■ SET OF TASKS
1. Translate this sentence from the Great War excerpt into Spanish: "Not a single Imperial legion had more than half of its soldiers fit for duty, and three whole legions were lost."
2. Using the Great War excerpt, answer these:
(a) In what year did the Aldmeri Dominion invade Hammerfell and Cyrodiil?
(b) Which sword did Emperor Titus Mede II wield when he reclaimed the Imperial City?
(c) Whose royal blood does Ulfric not want to spill during the quest Bound Until Death?
3. Reproduce the Great War excerpt word for word, from "The Empire was" to "of Red Mountain.", inclusive.

The Empire was never the same after the Oblivion Crisis ended the Septim bloodline in The Elder Scrolls IV: Oblivion. When Emperor Titus Mede II took over the Empire, it was a shadow of its former glory. Valenwood and Elsweyr were lost to the third Aldmeri Dominion, Black Marsh was no longer part of the Empire, and Morrowind still hadn’t recovered from the eruption of Red Mountain.

In 4E 171 (year 171 of the Fourth Era), about thirty years before the player enters Helgen, the Aldmeri Dominion invaded Hammerfell and Cyrodiil after the Emperor rejected its demands, and thus began the Great War.

The Imperial City fell and Emperor Titus Mede II, wielding the famed sword Goldbrand (from Morrowind and Oblivion), reclaimed the city and totally destroyed the Aldmeri army. He personally captured Lord Naarifin, the general of the Third Almderi Dominion, who was kept alive for thirty-three days, hanging from the White-Gold tower. At least, according to the lore book, The Great War, written by an Imperial commander who admits, within the book itself, that the “full truth of some events may never be known.”

All of the fighting had taken a toll. Not a single Imperial legion had more than half of its soldiers fit for duty, and three whole legions were lost. The war ended with the Emperor’s acceptance of the White-Gold Concordat treaty, with the same demands that the Emperor had first rejected — the outlaw of Talos worship, disbanding the Blades, and turning parts of Hammerfell over to the Aldmeri Dominion.

The terms were harsh, but Titus II believed that it was necessary to secure peace and give the Empire a chance to regain its strength … Critics have pointed out that the Concordat is almost identical to the ultimatum the Emperor rejected five years earlier. However, there is a great difference between agreeing to such terms under the mere threat of war, and agreeing to them at the end of a long and destructive war. No part of the Empire would have accepted these terms in 4E 171, dictated by the Thalmor at swords-point. Titus II would have faced civil war. By 4E 175, most of the Empire welcomed peace at almost any price. Source: The Great War

Some of the Nords who’d fought — and watched their friends and family die — for the Empire didn’t see the White-Gold Concordat as a temporary necessity but as the betrayal of a coward.

Ulfric himself will say, “The Aldmeri Dominion may have defeated the Empire, but it has not defeated Skyrim,” ignoring the fact that Cyrodiil and many loyal Nords do not consider the Empire “defeated” at all.

However, if General Tullius, the leader of the Imperial legion and military governor of Skyrim, attends the party during the Diplomatic Immunity quest, you might hear him say:

“Just between you and me, a lot of what Ulfric says about the Empire is true. I swear Elenwen holds these parties just to make the Empire look bad. Almost makes me want to join the Stormcloaks.”

In what seems to be a bit of hypocrisy, however, Ulfric won’t attack Solitude (to complete the civil war on the Stormcloak side) if you are also in the middle of the quest Bound Until Death, because he doesn’t want to spill the royal blood of the Emperor’s cousin, Vittoria Vici. Ulfric will tell you:

“We can’t afford an all out war with the Empire. So we’ll bide our time for now.”

■ LISTED RECORDS
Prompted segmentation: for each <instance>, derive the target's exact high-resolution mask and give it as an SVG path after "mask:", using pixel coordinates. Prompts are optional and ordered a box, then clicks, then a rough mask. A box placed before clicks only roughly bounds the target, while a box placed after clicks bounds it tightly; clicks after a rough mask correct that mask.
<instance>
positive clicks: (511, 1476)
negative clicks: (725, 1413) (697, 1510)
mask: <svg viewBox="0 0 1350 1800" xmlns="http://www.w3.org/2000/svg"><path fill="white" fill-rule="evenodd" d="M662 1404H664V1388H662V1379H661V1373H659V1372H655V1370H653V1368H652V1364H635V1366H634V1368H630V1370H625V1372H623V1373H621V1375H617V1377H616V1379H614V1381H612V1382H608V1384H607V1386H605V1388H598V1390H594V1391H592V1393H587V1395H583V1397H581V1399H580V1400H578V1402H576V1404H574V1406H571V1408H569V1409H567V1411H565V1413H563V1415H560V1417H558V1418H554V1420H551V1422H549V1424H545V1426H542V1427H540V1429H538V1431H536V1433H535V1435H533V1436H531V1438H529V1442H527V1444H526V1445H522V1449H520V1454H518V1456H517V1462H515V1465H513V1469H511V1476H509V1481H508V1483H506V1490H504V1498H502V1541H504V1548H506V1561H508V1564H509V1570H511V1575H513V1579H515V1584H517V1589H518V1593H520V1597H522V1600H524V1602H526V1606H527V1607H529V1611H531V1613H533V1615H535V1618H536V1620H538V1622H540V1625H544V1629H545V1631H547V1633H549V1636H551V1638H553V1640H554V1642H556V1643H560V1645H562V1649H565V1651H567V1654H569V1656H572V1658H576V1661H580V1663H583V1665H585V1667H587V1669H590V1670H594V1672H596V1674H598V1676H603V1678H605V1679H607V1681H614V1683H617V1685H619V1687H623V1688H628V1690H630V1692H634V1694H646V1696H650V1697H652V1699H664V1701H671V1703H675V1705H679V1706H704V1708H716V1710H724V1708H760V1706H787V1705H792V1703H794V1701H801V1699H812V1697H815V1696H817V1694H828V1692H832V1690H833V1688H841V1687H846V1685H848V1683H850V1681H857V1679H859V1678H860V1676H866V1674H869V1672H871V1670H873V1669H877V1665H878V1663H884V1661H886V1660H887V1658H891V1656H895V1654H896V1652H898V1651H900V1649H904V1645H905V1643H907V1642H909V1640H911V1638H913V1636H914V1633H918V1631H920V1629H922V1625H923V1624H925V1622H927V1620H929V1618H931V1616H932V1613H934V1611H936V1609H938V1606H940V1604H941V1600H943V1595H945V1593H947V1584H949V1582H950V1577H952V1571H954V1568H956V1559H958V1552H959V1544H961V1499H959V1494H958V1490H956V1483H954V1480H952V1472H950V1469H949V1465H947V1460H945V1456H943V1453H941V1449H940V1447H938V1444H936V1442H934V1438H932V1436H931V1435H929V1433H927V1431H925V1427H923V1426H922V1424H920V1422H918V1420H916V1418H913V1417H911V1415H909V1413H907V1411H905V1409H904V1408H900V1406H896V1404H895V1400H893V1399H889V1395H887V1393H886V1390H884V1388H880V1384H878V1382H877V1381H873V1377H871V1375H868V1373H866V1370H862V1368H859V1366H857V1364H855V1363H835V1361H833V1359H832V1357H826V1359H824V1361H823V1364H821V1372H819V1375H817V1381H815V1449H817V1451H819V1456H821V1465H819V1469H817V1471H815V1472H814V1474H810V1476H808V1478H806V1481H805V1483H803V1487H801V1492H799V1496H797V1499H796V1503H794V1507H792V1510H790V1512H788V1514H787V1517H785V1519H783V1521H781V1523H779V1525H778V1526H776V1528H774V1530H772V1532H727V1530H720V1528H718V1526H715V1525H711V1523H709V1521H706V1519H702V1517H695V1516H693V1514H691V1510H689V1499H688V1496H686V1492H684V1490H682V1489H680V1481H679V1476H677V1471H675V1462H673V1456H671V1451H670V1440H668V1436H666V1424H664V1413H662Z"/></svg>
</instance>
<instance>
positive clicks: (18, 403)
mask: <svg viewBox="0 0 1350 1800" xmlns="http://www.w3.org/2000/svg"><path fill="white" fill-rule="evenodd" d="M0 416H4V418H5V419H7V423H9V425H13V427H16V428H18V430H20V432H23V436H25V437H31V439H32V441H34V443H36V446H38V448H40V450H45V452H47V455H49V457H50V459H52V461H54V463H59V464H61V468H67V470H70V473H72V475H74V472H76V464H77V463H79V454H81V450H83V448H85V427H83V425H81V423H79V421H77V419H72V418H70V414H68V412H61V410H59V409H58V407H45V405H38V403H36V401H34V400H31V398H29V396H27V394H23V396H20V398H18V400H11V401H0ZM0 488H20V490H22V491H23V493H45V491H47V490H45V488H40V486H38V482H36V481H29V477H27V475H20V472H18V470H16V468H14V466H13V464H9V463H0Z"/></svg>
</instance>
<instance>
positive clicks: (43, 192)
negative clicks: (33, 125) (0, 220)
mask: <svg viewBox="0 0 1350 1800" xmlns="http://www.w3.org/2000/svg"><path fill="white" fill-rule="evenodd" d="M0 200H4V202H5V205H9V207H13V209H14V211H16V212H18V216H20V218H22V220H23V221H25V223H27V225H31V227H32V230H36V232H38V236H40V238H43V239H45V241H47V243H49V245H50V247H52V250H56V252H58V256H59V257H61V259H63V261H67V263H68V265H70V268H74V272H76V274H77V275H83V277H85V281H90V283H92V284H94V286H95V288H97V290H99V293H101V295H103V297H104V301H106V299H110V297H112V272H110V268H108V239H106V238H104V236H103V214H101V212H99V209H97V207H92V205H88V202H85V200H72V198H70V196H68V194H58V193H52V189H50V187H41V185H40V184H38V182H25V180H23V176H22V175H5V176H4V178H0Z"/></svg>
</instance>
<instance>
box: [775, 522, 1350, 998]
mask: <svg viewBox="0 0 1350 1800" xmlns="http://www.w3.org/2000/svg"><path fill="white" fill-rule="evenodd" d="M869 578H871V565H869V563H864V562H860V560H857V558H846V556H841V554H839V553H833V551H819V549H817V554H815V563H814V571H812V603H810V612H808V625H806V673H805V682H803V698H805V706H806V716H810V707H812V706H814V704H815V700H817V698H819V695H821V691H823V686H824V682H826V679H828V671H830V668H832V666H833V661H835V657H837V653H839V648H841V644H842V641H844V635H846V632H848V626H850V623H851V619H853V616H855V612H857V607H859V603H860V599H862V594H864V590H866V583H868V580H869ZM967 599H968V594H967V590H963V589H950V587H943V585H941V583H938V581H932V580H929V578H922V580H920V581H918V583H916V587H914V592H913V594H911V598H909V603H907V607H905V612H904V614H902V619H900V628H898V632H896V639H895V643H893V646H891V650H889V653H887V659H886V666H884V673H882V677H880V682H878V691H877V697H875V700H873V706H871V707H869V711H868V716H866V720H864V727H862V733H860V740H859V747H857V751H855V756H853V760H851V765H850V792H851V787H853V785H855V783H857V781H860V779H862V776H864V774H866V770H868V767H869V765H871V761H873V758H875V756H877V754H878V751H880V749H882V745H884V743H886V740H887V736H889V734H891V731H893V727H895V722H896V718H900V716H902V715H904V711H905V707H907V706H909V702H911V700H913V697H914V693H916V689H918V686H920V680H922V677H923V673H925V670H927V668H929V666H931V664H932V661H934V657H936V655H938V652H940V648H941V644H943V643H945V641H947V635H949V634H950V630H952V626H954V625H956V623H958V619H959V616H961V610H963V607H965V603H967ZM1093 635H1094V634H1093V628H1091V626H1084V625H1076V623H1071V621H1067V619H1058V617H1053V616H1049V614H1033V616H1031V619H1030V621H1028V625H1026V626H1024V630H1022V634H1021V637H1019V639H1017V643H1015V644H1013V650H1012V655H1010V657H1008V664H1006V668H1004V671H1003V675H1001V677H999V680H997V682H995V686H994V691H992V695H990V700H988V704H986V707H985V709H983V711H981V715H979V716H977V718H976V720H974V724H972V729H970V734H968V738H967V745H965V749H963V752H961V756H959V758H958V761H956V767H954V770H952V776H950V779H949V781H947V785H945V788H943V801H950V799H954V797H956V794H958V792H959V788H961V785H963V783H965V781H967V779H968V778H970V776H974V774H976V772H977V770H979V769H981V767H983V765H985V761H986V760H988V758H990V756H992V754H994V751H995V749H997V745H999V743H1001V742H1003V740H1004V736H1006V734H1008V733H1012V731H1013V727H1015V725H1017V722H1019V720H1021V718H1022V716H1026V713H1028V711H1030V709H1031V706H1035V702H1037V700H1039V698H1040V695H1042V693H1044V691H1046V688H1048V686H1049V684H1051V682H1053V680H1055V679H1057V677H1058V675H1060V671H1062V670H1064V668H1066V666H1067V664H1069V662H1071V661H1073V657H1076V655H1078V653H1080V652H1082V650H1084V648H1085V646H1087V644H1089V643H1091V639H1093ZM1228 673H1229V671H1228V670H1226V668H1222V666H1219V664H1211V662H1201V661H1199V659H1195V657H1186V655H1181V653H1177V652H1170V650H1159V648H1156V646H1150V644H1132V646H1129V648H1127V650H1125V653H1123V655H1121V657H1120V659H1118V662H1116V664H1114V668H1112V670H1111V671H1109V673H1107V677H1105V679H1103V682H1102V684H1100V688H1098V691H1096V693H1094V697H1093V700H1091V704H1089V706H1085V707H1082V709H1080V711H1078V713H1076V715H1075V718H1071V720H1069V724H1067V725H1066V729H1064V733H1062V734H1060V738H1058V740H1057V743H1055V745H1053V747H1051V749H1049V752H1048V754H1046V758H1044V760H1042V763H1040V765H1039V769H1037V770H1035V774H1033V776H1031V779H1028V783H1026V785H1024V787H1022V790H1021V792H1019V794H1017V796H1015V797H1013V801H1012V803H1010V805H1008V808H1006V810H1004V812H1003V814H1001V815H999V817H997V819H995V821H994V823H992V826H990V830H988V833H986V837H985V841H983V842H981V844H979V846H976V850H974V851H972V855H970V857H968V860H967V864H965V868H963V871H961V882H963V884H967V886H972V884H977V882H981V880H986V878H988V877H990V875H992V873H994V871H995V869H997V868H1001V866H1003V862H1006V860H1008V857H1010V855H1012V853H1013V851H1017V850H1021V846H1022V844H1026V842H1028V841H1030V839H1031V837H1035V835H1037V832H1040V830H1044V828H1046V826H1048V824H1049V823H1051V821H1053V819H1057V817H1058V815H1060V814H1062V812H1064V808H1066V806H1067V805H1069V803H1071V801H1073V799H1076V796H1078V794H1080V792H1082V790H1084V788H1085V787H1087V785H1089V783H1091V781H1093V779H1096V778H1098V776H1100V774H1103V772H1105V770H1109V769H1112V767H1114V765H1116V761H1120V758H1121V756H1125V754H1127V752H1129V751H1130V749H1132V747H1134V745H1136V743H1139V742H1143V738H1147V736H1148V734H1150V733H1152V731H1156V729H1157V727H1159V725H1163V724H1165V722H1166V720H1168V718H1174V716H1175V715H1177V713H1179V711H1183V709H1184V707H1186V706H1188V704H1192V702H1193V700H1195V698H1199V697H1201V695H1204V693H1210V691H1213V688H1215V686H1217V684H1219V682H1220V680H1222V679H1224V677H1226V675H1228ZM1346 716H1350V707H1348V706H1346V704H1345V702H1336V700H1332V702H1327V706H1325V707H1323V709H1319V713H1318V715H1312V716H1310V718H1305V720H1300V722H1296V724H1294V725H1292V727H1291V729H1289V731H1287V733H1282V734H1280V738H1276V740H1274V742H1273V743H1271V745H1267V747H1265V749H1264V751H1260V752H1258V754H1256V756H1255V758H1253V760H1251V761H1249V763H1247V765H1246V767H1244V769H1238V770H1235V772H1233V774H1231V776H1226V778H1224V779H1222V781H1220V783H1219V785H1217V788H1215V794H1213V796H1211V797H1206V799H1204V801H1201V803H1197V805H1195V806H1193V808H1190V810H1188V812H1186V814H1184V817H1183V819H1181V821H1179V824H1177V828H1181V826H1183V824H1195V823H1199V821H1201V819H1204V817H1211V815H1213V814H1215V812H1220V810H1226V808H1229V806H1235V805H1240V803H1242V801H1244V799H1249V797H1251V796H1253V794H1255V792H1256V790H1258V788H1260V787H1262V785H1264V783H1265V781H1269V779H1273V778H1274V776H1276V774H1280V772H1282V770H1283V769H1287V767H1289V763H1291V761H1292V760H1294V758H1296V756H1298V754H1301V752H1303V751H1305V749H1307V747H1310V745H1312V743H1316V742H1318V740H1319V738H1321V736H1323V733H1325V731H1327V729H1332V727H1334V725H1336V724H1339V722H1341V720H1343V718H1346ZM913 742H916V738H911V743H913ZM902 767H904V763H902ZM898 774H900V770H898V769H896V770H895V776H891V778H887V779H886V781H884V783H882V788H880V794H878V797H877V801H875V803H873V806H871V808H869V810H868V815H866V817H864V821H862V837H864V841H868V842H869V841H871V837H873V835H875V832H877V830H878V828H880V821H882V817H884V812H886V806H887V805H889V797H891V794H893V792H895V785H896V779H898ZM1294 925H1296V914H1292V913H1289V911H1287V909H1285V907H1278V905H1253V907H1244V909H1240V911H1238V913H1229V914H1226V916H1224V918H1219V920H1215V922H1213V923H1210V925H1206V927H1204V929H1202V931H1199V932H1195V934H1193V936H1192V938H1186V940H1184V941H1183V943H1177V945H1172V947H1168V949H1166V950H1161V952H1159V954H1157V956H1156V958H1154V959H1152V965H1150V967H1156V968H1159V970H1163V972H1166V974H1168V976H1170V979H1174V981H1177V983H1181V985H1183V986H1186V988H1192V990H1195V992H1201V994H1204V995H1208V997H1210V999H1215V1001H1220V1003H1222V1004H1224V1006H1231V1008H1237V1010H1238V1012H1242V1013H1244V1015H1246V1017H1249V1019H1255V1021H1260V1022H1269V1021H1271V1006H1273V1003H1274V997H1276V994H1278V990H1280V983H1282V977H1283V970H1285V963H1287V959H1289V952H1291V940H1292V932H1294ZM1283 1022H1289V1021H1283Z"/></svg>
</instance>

■ ANSWERS TO THE EXERCISES
1. Ni una sola legión imperial tenía más de la mitad de sus soldados aptos para el servicio, y se perdieron tres legiones enteras.

2.
(a) 4E 171 (year 171 of the Fourth Era).
(b) Goldbrand.
(c) Vittoria Vici's, the Emperor's cousin.

3.
The Empire was never the same after the Oblivion Crisis ended the Septim bloodline in The Elder Scrolls IV: Oblivion. When Emperor Titus Mede II took over the Empire, it was a shadow of its former glory. Valenwood and Elsweyr were lost to the third Aldmeri Dominion, Black Marsh was no longer part of the Empire, and Morrowind still hadn’t recovered from the eruption of Red Mountain.